[Dataset rows]
--- Start ---

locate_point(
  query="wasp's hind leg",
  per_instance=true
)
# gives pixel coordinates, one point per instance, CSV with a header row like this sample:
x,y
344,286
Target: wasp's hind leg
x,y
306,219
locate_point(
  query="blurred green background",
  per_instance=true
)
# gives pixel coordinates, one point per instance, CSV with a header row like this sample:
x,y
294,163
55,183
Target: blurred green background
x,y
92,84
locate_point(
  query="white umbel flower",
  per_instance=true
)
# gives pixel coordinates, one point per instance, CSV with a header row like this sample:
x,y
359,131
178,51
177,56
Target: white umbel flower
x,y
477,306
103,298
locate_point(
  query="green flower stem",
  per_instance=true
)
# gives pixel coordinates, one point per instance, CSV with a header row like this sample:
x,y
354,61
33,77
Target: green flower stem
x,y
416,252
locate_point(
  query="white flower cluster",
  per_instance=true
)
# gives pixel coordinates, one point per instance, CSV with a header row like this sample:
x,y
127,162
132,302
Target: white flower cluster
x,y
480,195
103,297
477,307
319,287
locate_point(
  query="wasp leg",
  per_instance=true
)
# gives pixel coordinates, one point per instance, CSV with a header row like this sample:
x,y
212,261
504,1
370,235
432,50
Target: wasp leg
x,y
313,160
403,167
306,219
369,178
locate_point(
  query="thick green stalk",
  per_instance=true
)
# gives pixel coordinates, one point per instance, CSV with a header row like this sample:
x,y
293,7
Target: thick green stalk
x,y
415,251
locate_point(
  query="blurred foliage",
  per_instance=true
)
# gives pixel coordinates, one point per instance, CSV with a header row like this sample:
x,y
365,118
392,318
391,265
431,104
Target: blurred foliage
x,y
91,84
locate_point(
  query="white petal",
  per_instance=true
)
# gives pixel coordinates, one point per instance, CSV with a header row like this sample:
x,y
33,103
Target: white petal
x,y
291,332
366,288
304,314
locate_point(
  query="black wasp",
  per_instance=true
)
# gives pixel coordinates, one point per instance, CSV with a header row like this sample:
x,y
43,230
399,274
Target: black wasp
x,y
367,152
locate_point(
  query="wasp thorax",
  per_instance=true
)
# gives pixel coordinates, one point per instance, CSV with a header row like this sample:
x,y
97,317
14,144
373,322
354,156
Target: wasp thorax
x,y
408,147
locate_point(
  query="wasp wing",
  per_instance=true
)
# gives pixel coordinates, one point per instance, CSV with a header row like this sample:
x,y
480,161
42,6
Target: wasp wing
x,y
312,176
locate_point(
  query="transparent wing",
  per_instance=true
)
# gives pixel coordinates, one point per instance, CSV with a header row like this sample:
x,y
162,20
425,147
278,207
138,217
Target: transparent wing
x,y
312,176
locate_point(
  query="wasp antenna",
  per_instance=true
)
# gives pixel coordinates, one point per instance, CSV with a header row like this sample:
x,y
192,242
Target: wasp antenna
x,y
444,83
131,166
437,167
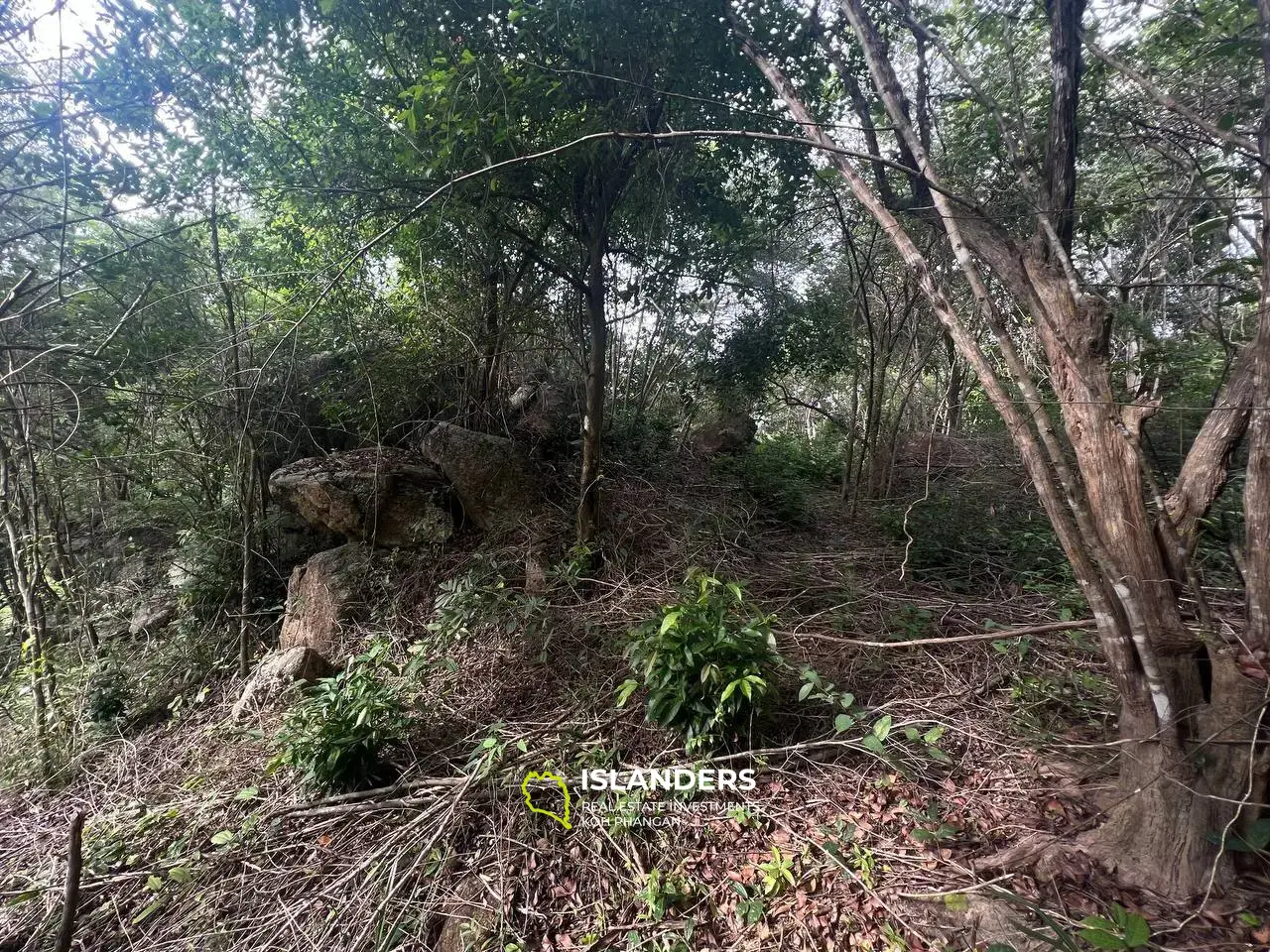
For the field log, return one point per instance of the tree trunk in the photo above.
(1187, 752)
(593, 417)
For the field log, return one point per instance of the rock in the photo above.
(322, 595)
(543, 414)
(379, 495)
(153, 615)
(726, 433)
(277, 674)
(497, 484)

--- End ---
--- Start ---

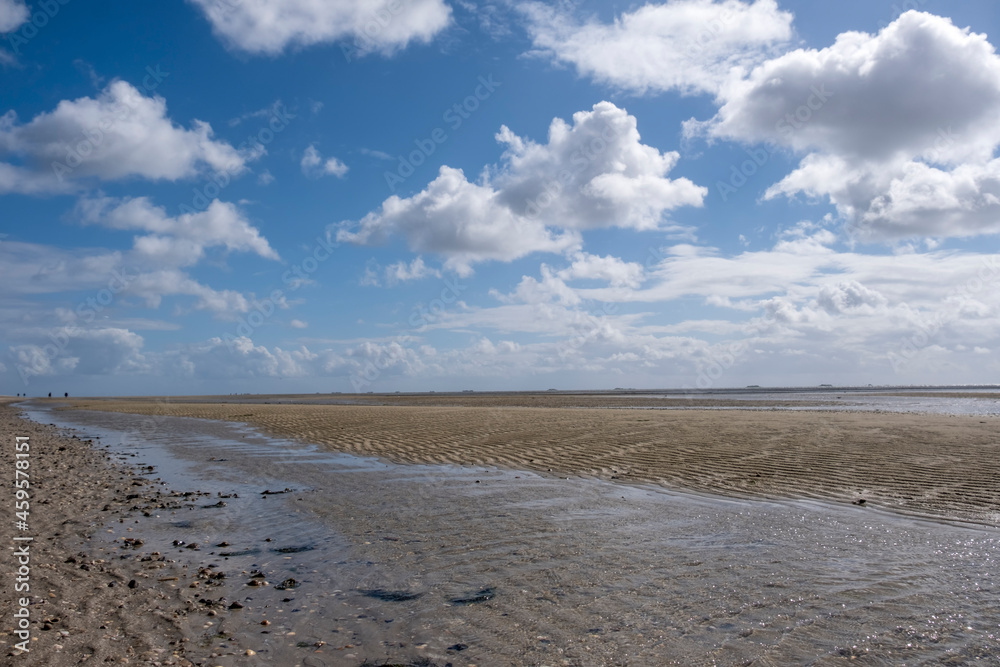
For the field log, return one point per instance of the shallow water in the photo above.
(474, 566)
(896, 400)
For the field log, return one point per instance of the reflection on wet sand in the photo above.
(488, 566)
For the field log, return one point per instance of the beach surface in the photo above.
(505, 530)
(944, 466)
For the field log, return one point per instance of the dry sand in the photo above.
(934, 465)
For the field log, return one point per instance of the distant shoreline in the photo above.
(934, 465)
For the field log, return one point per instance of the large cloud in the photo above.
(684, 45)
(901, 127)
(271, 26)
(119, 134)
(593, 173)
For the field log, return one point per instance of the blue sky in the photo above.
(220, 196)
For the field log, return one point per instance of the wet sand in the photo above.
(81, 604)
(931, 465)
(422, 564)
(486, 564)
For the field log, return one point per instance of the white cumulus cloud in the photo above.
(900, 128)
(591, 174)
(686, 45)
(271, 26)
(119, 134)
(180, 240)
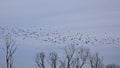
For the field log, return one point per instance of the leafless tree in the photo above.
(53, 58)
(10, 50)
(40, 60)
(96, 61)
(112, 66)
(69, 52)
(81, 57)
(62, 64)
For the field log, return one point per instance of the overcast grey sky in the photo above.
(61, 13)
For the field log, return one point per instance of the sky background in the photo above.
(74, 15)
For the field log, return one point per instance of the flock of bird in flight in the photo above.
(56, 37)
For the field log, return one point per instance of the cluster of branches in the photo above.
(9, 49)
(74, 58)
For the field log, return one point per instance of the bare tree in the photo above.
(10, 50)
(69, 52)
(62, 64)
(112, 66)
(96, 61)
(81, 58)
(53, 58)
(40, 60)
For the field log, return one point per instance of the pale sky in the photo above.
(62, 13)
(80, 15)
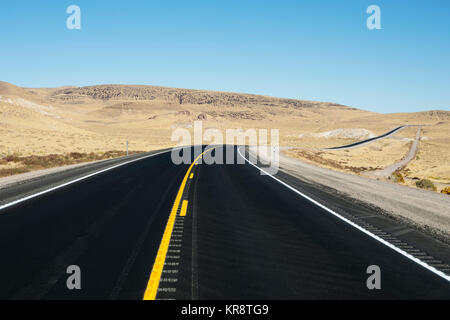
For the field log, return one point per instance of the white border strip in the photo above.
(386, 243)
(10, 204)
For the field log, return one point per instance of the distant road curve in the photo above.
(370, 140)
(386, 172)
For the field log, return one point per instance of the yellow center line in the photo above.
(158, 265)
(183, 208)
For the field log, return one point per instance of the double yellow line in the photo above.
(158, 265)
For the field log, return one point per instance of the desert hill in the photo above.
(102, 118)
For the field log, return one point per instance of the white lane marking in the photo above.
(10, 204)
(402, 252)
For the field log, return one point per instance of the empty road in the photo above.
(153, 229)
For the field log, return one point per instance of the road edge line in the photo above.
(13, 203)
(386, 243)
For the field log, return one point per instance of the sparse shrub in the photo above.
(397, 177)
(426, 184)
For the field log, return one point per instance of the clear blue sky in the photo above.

--- End ---

> [Exercise]
Filter the entries above and copy out every line that contains the string "stalk", matching case exactly.

> [Completed exercise]
  query="thick green stalk",
Target: thick green stalk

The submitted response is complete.